■ **Task**: Below is some data. Retype exactly the lines starting at the one with "4L0 0V51L6 36L53" and ending at the one with "positive clicks: (214, 0) (32, 41) (140, 25)".

(Dataset entries)

□ □ □

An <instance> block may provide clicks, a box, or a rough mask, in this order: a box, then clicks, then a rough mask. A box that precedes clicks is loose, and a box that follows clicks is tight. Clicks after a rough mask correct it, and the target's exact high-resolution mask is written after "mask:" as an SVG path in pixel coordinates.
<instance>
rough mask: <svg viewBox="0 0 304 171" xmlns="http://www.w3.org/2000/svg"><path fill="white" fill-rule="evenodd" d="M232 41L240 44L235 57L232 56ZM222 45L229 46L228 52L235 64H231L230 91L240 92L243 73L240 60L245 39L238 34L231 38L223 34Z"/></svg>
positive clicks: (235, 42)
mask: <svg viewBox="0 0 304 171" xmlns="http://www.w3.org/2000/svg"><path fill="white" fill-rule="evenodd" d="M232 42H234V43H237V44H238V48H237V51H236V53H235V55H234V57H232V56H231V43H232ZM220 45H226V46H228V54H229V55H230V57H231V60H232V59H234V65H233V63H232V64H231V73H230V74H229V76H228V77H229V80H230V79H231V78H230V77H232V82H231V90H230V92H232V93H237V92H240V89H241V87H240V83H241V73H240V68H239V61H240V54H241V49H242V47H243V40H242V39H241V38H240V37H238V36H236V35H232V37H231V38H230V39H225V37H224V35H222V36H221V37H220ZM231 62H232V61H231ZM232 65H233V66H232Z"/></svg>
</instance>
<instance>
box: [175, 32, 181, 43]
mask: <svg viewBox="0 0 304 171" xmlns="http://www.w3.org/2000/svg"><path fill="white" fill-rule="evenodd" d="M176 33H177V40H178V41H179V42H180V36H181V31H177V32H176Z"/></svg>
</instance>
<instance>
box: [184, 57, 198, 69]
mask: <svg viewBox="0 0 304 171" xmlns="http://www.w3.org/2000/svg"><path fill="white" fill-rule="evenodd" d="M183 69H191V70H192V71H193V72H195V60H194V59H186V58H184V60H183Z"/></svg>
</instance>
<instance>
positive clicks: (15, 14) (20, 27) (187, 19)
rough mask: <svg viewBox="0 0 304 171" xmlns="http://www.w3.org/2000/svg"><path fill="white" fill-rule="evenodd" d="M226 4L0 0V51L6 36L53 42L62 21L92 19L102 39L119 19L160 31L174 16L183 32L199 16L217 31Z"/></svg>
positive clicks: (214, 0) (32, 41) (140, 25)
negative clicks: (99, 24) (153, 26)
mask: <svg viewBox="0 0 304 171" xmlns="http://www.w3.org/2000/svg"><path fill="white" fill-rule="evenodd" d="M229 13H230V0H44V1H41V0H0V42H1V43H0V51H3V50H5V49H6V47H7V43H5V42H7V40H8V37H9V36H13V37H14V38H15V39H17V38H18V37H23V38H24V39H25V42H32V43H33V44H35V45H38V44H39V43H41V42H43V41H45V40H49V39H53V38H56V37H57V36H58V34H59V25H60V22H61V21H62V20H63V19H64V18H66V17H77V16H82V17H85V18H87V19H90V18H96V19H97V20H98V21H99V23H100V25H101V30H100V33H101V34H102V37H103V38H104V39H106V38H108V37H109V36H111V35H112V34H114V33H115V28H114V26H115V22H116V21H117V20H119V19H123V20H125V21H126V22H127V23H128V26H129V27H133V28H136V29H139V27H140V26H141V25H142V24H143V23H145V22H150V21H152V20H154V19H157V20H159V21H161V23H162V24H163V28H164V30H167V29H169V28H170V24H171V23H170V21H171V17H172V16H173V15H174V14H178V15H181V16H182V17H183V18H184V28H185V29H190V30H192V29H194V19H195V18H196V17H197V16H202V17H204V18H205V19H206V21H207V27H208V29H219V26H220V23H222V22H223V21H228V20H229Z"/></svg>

□ □ □

■ **Answer space**:
rough mask: <svg viewBox="0 0 304 171" xmlns="http://www.w3.org/2000/svg"><path fill="white" fill-rule="evenodd" d="M226 4L0 0V51L6 36L53 42L62 21L92 19L102 39L119 19L160 31L174 16L183 32L199 16L217 31Z"/></svg>
positive clicks: (214, 0) (32, 41) (140, 25)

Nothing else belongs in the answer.